***** MATERIAL *****

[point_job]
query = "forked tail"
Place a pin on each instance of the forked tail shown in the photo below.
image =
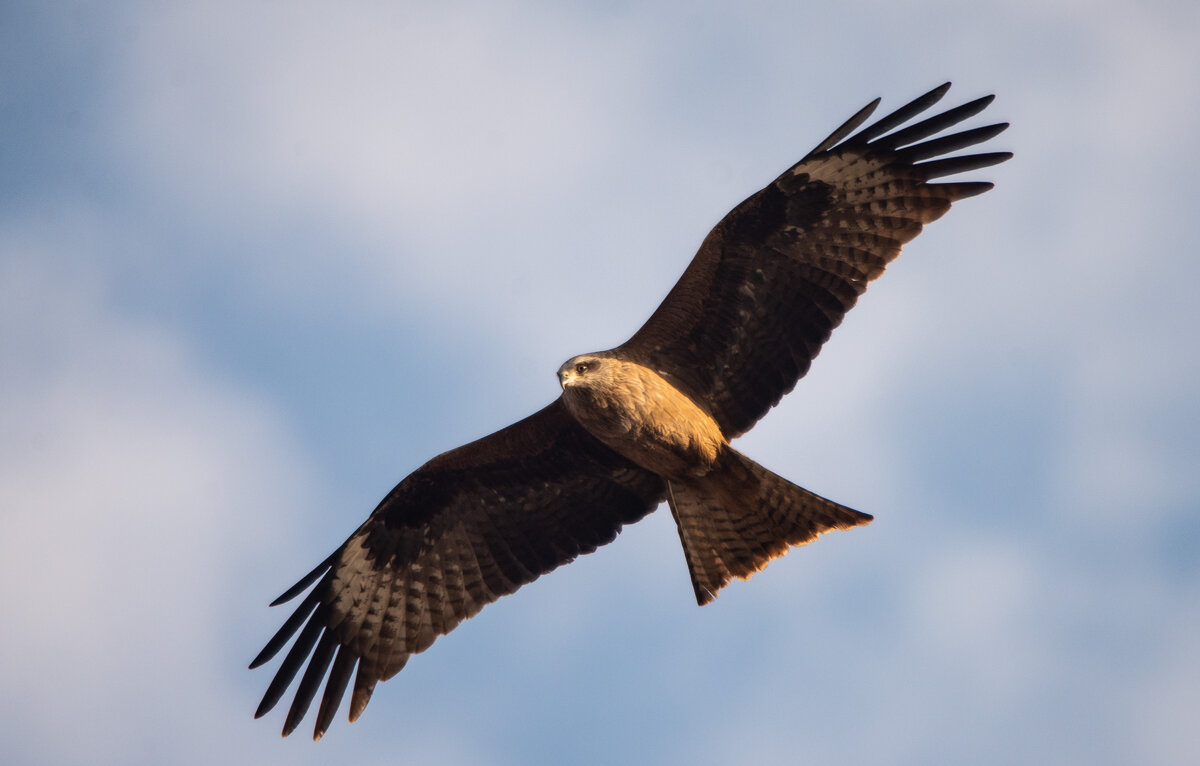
(737, 518)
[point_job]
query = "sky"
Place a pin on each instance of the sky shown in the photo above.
(258, 261)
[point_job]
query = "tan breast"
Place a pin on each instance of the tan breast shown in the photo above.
(637, 413)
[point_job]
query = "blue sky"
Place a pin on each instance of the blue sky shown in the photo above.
(259, 261)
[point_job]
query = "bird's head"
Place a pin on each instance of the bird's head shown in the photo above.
(576, 371)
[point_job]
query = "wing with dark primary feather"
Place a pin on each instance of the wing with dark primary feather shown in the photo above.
(466, 528)
(779, 273)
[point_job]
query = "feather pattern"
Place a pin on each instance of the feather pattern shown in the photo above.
(779, 273)
(466, 528)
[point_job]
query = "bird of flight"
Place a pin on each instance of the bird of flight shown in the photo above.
(647, 422)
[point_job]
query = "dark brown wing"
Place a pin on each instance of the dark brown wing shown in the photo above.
(779, 273)
(466, 528)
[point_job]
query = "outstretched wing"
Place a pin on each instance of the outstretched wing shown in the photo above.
(466, 528)
(779, 273)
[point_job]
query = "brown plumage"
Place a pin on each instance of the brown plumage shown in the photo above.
(645, 422)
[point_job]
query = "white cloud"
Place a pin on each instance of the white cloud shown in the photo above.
(141, 494)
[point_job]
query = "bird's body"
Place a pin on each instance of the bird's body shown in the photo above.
(639, 414)
(646, 422)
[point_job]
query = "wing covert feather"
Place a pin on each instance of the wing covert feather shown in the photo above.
(779, 273)
(460, 532)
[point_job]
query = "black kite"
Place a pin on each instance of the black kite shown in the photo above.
(645, 422)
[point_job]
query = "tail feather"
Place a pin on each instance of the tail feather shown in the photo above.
(739, 516)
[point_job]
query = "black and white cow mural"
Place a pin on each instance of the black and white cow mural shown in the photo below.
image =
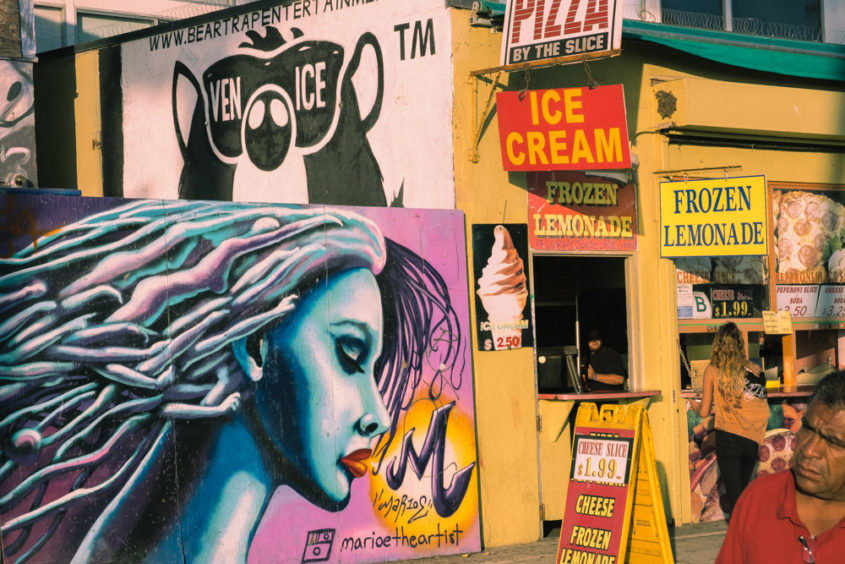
(318, 101)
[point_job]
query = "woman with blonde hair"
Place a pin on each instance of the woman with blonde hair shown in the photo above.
(166, 366)
(737, 388)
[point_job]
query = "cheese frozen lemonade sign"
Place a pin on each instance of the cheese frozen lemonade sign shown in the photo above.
(715, 217)
(564, 129)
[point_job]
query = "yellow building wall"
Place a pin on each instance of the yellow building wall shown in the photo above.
(505, 390)
(709, 100)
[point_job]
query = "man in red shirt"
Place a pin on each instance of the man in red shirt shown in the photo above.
(798, 516)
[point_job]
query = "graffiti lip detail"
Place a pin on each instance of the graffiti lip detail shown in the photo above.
(355, 461)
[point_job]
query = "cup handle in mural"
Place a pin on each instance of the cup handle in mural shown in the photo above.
(180, 70)
(368, 39)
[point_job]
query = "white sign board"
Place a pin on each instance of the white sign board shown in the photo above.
(539, 30)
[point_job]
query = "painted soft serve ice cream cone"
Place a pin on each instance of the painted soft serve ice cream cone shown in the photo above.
(503, 291)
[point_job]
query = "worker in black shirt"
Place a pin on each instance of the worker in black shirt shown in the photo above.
(606, 370)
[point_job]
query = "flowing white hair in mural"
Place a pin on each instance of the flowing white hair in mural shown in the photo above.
(117, 325)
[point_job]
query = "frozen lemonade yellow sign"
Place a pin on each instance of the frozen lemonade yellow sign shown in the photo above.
(715, 217)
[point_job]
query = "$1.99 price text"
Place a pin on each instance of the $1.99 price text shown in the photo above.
(601, 460)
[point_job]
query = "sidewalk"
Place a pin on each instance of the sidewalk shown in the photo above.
(691, 544)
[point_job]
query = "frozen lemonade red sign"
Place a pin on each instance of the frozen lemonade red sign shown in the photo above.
(574, 211)
(564, 129)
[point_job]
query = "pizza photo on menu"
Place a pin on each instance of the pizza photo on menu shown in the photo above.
(809, 235)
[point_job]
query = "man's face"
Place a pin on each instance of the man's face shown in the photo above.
(819, 461)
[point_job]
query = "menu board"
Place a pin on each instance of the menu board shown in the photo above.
(598, 492)
(798, 300)
(830, 302)
(731, 301)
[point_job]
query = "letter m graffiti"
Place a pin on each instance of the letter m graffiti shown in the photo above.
(446, 500)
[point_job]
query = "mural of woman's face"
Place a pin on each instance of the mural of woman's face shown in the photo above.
(318, 398)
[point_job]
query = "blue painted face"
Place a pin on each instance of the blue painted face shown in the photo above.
(318, 397)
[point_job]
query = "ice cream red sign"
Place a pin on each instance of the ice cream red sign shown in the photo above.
(564, 129)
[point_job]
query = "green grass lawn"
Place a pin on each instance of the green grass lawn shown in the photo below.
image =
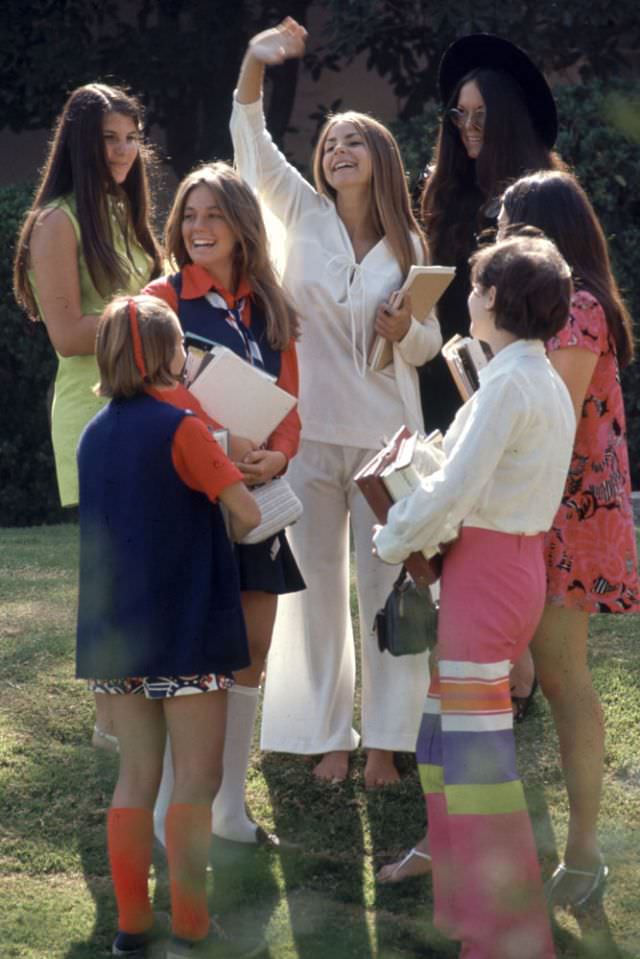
(315, 900)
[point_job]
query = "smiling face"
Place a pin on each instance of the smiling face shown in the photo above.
(471, 112)
(346, 159)
(207, 236)
(121, 144)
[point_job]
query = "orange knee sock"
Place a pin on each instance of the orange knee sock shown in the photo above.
(188, 834)
(130, 844)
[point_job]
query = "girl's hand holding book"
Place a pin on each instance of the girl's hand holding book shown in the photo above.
(259, 466)
(393, 318)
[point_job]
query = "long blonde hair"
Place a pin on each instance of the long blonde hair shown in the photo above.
(251, 262)
(389, 197)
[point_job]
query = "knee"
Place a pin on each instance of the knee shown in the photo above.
(198, 783)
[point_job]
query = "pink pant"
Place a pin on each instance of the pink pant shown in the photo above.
(487, 886)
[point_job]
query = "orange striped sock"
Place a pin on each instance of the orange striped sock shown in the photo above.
(130, 844)
(188, 834)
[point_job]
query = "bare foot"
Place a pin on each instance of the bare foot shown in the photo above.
(417, 862)
(380, 769)
(333, 767)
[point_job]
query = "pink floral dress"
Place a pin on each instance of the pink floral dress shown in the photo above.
(591, 547)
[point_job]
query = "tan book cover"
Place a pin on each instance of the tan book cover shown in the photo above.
(425, 285)
(240, 397)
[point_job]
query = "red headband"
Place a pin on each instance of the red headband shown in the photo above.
(138, 355)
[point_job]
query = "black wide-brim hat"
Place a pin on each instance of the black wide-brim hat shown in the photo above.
(487, 51)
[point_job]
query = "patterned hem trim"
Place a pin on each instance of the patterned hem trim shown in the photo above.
(162, 687)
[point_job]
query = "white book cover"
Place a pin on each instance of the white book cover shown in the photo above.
(425, 285)
(240, 397)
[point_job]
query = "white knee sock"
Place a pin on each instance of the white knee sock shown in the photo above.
(163, 798)
(230, 819)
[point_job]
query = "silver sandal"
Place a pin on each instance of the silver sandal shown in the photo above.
(403, 862)
(591, 895)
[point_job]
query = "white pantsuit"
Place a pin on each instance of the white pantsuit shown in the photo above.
(346, 410)
(309, 690)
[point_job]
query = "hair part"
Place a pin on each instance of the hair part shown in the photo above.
(458, 188)
(159, 329)
(76, 163)
(251, 261)
(532, 283)
(389, 198)
(554, 202)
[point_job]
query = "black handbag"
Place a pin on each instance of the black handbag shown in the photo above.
(408, 623)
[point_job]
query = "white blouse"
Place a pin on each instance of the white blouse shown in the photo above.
(341, 401)
(508, 453)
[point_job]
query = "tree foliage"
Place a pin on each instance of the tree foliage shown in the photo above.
(598, 139)
(403, 40)
(181, 56)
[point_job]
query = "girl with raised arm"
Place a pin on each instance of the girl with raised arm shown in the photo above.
(349, 244)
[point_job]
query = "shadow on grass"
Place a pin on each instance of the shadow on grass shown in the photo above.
(323, 867)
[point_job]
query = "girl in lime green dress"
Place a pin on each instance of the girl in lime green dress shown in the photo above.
(86, 238)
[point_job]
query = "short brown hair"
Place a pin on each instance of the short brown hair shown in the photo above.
(159, 329)
(532, 282)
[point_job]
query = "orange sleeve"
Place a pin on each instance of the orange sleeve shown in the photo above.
(286, 437)
(163, 290)
(200, 461)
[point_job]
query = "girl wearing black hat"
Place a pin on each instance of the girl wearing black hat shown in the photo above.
(499, 122)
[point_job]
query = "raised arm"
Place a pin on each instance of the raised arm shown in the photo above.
(258, 161)
(54, 262)
(269, 48)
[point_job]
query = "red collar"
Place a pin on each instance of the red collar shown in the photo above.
(197, 282)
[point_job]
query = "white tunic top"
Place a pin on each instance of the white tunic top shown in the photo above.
(341, 401)
(508, 453)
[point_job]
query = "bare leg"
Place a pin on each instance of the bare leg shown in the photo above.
(333, 767)
(560, 655)
(380, 769)
(139, 725)
(414, 863)
(230, 818)
(103, 733)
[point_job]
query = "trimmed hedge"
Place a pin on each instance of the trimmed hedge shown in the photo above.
(27, 369)
(597, 140)
(604, 156)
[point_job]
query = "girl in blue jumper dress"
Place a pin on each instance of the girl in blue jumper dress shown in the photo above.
(160, 624)
(226, 292)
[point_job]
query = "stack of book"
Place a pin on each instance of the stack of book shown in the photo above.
(465, 357)
(394, 473)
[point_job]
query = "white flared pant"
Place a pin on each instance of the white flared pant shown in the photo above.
(310, 681)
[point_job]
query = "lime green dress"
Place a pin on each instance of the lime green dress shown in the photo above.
(74, 402)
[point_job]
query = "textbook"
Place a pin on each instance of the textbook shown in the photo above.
(465, 357)
(394, 473)
(239, 396)
(425, 285)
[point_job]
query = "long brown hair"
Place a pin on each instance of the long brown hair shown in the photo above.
(251, 262)
(389, 197)
(76, 163)
(555, 202)
(457, 187)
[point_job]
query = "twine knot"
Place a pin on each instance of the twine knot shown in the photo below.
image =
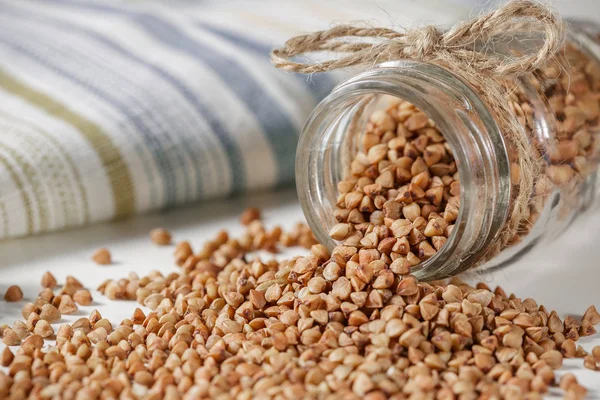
(423, 42)
(466, 49)
(462, 44)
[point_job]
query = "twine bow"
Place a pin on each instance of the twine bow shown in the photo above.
(430, 43)
(461, 49)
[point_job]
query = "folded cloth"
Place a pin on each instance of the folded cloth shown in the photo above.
(113, 108)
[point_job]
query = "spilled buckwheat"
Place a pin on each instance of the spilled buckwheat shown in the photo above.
(344, 325)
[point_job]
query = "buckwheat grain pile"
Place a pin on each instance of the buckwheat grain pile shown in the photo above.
(326, 326)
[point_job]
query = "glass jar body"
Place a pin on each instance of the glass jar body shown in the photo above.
(558, 122)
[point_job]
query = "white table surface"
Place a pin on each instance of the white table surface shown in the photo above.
(564, 276)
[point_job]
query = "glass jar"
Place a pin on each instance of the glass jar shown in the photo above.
(561, 128)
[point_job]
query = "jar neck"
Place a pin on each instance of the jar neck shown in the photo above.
(329, 140)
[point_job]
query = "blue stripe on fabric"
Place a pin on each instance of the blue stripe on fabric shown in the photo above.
(319, 85)
(280, 131)
(237, 172)
(165, 166)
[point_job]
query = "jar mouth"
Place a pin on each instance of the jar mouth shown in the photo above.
(465, 122)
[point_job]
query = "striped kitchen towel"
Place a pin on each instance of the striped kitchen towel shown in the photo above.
(113, 108)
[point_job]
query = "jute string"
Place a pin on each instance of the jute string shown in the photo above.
(460, 50)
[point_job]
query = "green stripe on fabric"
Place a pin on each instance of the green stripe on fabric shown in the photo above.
(112, 161)
(24, 195)
(32, 182)
(67, 207)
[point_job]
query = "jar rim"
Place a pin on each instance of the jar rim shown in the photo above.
(403, 79)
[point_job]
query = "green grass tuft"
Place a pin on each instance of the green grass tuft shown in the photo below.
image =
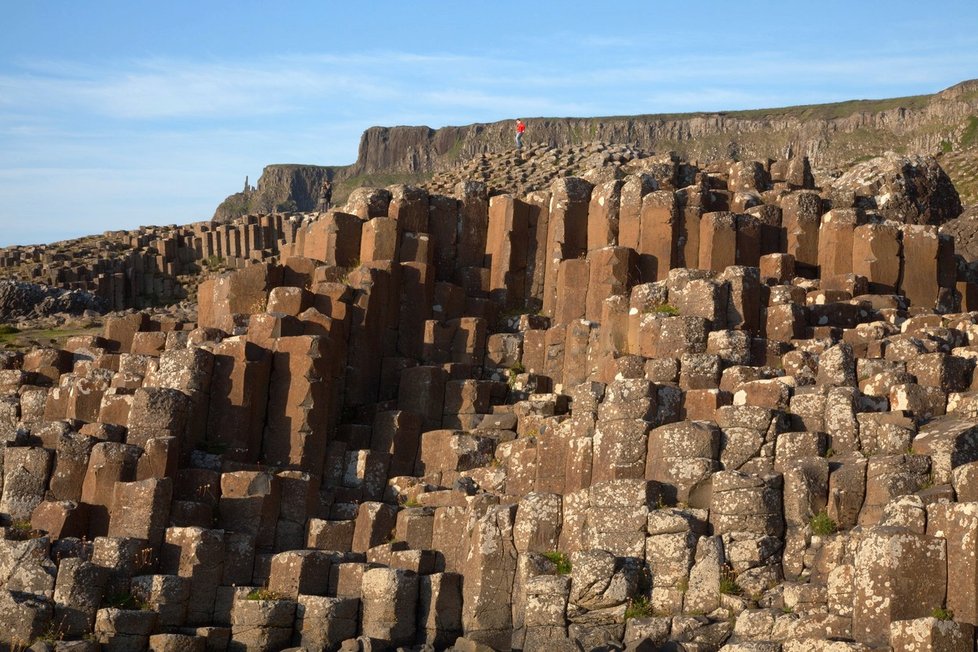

*****

(SHORT EXERCISE)
Gather every line of the items above that contains the word "blue", counting only matches with the same capitalization.

(OUTPUT)
query = "blue sky"
Place a pin on each instance of the blue sky shown in the photo above.
query = "blue painted face"
Place a pin on each instance of the blue painted face shown in the photo above.
query = "girl in blue jumper dress"
Place a pin on each instance of the girl in blue jumper dress shown in the photo above.
query = "blue stripe on fabric"
Place a pin on each instance of the blue stripe on fabric shown in the photo above.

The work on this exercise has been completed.